◆ **Data**
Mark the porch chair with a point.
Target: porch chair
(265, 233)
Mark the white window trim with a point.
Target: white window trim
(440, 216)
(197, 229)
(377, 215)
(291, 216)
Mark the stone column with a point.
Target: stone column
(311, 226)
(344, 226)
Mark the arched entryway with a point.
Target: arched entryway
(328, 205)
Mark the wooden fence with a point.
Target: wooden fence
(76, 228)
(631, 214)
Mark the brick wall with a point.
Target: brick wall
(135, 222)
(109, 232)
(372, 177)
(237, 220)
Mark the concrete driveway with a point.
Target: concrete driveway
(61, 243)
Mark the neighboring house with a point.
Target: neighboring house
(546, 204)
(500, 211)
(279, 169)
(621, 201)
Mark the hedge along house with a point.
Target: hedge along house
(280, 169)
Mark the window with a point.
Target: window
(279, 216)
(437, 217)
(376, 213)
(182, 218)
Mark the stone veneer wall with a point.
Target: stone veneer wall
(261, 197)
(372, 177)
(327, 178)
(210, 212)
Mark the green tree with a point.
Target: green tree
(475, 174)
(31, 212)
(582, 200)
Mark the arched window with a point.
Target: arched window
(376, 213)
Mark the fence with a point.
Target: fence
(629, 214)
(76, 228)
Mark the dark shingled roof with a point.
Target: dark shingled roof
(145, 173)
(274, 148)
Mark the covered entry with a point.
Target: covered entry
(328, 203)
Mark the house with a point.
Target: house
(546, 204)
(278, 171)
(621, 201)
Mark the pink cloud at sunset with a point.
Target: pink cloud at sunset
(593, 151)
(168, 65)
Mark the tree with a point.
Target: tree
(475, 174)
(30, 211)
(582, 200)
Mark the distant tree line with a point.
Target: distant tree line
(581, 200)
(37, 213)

* * *

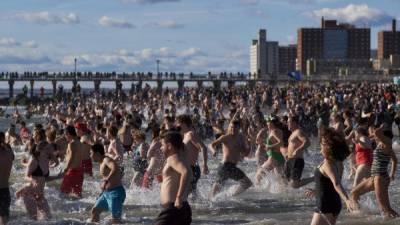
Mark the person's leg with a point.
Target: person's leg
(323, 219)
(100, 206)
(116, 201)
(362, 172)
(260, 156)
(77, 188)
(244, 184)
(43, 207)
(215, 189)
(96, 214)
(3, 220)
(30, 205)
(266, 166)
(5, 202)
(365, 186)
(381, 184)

◆ **Your goal**
Write out exactly the lines above between the line with "Target: hedge along house" and the line with "Mark the pink cloud at sunset with a point.", inclusive, and nothing beyond them.

◆ **Response**
Target: hedge along house
(280, 169)
Mark the window with a point.
Target: window
(279, 216)
(437, 217)
(376, 213)
(182, 218)
Mark the stone veneer wall with a point.
Target: stone veneer wall
(261, 197)
(372, 177)
(327, 178)
(210, 212)
Mark the green tree with a point.
Target: green tree
(475, 174)
(31, 212)
(582, 200)
Mark the arched window with a point.
Target: arched window
(376, 213)
Mark the fence with a point.
Target: fence
(629, 214)
(76, 228)
Mark the dark shingled roof with a point.
Target: dark shingled roof
(145, 173)
(274, 148)
Mark the covered entry with a point.
Target: covered entry
(328, 203)
Mark the house with a point.
Target: house
(546, 204)
(278, 171)
(621, 201)
Mark the pink cloud at sunset with a point.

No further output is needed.